• [Written task] Report how many lines in the data below contain the word "bamboo". Reply with the number alone.

+++ Supplied material

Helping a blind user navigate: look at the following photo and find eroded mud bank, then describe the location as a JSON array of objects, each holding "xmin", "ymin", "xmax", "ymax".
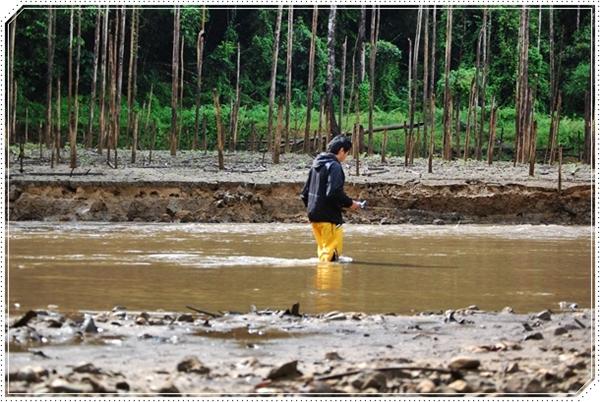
[{"xmin": 8, "ymin": 179, "xmax": 592, "ymax": 224}]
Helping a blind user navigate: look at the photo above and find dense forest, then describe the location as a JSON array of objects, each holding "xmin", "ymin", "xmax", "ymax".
[{"xmin": 6, "ymin": 5, "xmax": 593, "ymax": 167}]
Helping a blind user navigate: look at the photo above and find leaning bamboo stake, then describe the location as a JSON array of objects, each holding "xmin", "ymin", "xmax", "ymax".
[
  {"xmin": 443, "ymin": 7, "xmax": 452, "ymax": 160},
  {"xmin": 488, "ymin": 97, "xmax": 496, "ymax": 165},
  {"xmin": 267, "ymin": 5, "xmax": 283, "ymax": 150},
  {"xmin": 381, "ymin": 130, "xmax": 387, "ymax": 163},
  {"xmin": 529, "ymin": 121, "xmax": 537, "ymax": 176},
  {"xmin": 558, "ymin": 146, "xmax": 562, "ymax": 194},
  {"xmin": 98, "ymin": 7, "xmax": 109, "ymax": 155},
  {"xmin": 73, "ymin": 7, "xmax": 82, "ymax": 148},
  {"xmin": 283, "ymin": 5, "xmax": 294, "ymax": 153},
  {"xmin": 304, "ymin": 5, "xmax": 319, "ymax": 153},
  {"xmin": 85, "ymin": 9, "xmax": 102, "ymax": 149},
  {"xmin": 213, "ymin": 88, "xmax": 225, "ymax": 170},
  {"xmin": 67, "ymin": 9, "xmax": 77, "ymax": 169},
  {"xmin": 170, "ymin": 7, "xmax": 180, "ymax": 156},
  {"xmin": 273, "ymin": 100, "xmax": 283, "ymax": 164},
  {"xmin": 46, "ymin": 8, "xmax": 54, "ymax": 151},
  {"xmin": 340, "ymin": 36, "xmax": 348, "ymax": 132},
  {"xmin": 131, "ymin": 113, "xmax": 140, "ymax": 163},
  {"xmin": 197, "ymin": 6, "xmax": 206, "ymax": 151}
]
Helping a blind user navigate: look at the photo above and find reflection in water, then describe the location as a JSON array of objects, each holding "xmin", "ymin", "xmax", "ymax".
[
  {"xmin": 315, "ymin": 263, "xmax": 343, "ymax": 290},
  {"xmin": 7, "ymin": 222, "xmax": 593, "ymax": 314}
]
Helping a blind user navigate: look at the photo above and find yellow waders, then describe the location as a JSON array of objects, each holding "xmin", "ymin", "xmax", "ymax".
[{"xmin": 311, "ymin": 222, "xmax": 344, "ymax": 262}]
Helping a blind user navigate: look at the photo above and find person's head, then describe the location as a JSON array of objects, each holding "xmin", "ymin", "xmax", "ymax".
[{"xmin": 327, "ymin": 135, "xmax": 352, "ymax": 162}]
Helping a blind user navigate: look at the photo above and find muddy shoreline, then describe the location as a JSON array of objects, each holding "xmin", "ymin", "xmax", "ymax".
[
  {"xmin": 7, "ymin": 303, "xmax": 594, "ymax": 396},
  {"xmin": 7, "ymin": 151, "xmax": 593, "ymax": 225}
]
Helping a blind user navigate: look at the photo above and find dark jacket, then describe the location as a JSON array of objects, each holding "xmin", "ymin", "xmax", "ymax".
[{"xmin": 300, "ymin": 152, "xmax": 352, "ymax": 225}]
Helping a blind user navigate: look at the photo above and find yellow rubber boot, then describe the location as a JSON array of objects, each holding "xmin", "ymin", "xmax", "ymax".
[{"xmin": 311, "ymin": 222, "xmax": 344, "ymax": 262}]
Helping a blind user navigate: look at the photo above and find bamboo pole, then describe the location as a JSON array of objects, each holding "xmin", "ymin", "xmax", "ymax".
[
  {"xmin": 304, "ymin": 5, "xmax": 319, "ymax": 153},
  {"xmin": 46, "ymin": 8, "xmax": 54, "ymax": 151},
  {"xmin": 197, "ymin": 6, "xmax": 206, "ymax": 151},
  {"xmin": 267, "ymin": 5, "xmax": 283, "ymax": 150},
  {"xmin": 273, "ymin": 100, "xmax": 283, "ymax": 164},
  {"xmin": 85, "ymin": 8, "xmax": 102, "ymax": 149},
  {"xmin": 213, "ymin": 88, "xmax": 225, "ymax": 170},
  {"xmin": 283, "ymin": 5, "xmax": 294, "ymax": 152}
]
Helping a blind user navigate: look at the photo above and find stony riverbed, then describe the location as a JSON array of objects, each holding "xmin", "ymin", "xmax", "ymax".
[{"xmin": 7, "ymin": 302, "xmax": 595, "ymax": 395}]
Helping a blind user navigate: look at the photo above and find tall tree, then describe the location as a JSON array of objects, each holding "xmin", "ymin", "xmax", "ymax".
[
  {"xmin": 46, "ymin": 7, "xmax": 54, "ymax": 151},
  {"xmin": 171, "ymin": 6, "xmax": 180, "ymax": 156},
  {"xmin": 325, "ymin": 5, "xmax": 340, "ymax": 138},
  {"xmin": 213, "ymin": 88, "xmax": 225, "ymax": 170},
  {"xmin": 192, "ymin": 6, "xmax": 206, "ymax": 150},
  {"xmin": 408, "ymin": 6, "xmax": 423, "ymax": 165},
  {"xmin": 304, "ymin": 6, "xmax": 319, "ymax": 153},
  {"xmin": 85, "ymin": 9, "xmax": 102, "ymax": 148},
  {"xmin": 98, "ymin": 6, "xmax": 110, "ymax": 154},
  {"xmin": 421, "ymin": 8, "xmax": 429, "ymax": 156},
  {"xmin": 427, "ymin": 5, "xmax": 437, "ymax": 173},
  {"xmin": 340, "ymin": 36, "xmax": 348, "ymax": 131},
  {"xmin": 367, "ymin": 6, "xmax": 379, "ymax": 155},
  {"xmin": 283, "ymin": 5, "xmax": 294, "ymax": 152},
  {"xmin": 115, "ymin": 7, "xmax": 127, "ymax": 166},
  {"xmin": 127, "ymin": 9, "xmax": 139, "ymax": 147},
  {"xmin": 356, "ymin": 6, "xmax": 367, "ymax": 82},
  {"xmin": 443, "ymin": 6, "xmax": 452, "ymax": 160},
  {"xmin": 267, "ymin": 6, "xmax": 283, "ymax": 150},
  {"xmin": 231, "ymin": 42, "xmax": 240, "ymax": 151},
  {"xmin": 73, "ymin": 7, "xmax": 82, "ymax": 147},
  {"xmin": 67, "ymin": 9, "xmax": 77, "ymax": 169}
]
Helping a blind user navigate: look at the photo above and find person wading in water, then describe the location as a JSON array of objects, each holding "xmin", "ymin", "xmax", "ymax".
[{"xmin": 300, "ymin": 135, "xmax": 361, "ymax": 262}]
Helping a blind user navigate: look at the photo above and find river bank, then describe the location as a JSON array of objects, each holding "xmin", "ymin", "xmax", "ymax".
[
  {"xmin": 8, "ymin": 151, "xmax": 593, "ymax": 225},
  {"xmin": 7, "ymin": 303, "xmax": 593, "ymax": 396}
]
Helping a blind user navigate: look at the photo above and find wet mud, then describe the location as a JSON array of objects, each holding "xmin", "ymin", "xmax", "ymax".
[{"xmin": 7, "ymin": 302, "xmax": 594, "ymax": 396}]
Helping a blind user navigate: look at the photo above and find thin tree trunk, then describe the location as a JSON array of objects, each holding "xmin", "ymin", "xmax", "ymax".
[
  {"xmin": 325, "ymin": 5, "xmax": 340, "ymax": 138},
  {"xmin": 529, "ymin": 121, "xmax": 537, "ymax": 176},
  {"xmin": 304, "ymin": 6, "xmax": 319, "ymax": 153},
  {"xmin": 193, "ymin": 6, "xmax": 206, "ymax": 151},
  {"xmin": 98, "ymin": 7, "xmax": 109, "ymax": 155},
  {"xmin": 339, "ymin": 36, "xmax": 348, "ymax": 131},
  {"xmin": 127, "ymin": 9, "xmax": 140, "ymax": 146},
  {"xmin": 267, "ymin": 6, "xmax": 283, "ymax": 151},
  {"xmin": 50, "ymin": 77, "xmax": 61, "ymax": 168},
  {"xmin": 283, "ymin": 5, "xmax": 294, "ymax": 152},
  {"xmin": 408, "ymin": 6, "xmax": 423, "ymax": 165},
  {"xmin": 404, "ymin": 38, "xmax": 413, "ymax": 166},
  {"xmin": 488, "ymin": 97, "xmax": 497, "ymax": 165},
  {"xmin": 73, "ymin": 7, "xmax": 82, "ymax": 148},
  {"xmin": 114, "ymin": 7, "xmax": 127, "ymax": 163},
  {"xmin": 131, "ymin": 113, "xmax": 140, "ymax": 163},
  {"xmin": 231, "ymin": 42, "xmax": 240, "ymax": 152},
  {"xmin": 5, "ymin": 17, "xmax": 16, "ymax": 149},
  {"xmin": 421, "ymin": 8, "xmax": 429, "ymax": 156},
  {"xmin": 170, "ymin": 7, "xmax": 180, "ymax": 156},
  {"xmin": 273, "ymin": 100, "xmax": 283, "ymax": 164},
  {"xmin": 444, "ymin": 6, "xmax": 452, "ymax": 160},
  {"xmin": 67, "ymin": 9, "xmax": 77, "ymax": 169},
  {"xmin": 85, "ymin": 9, "xmax": 102, "ymax": 149},
  {"xmin": 213, "ymin": 88, "xmax": 225, "ymax": 170},
  {"xmin": 550, "ymin": 92, "xmax": 562, "ymax": 165},
  {"xmin": 475, "ymin": 8, "xmax": 489, "ymax": 161},
  {"xmin": 427, "ymin": 5, "xmax": 437, "ymax": 173},
  {"xmin": 46, "ymin": 8, "xmax": 54, "ymax": 148},
  {"xmin": 177, "ymin": 35, "xmax": 185, "ymax": 146},
  {"xmin": 356, "ymin": 6, "xmax": 367, "ymax": 86},
  {"xmin": 367, "ymin": 6, "xmax": 379, "ymax": 155},
  {"xmin": 340, "ymin": 38, "xmax": 358, "ymax": 129}
]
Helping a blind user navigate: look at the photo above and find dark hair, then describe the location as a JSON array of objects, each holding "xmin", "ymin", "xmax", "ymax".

++++++

• [Completed exercise] 2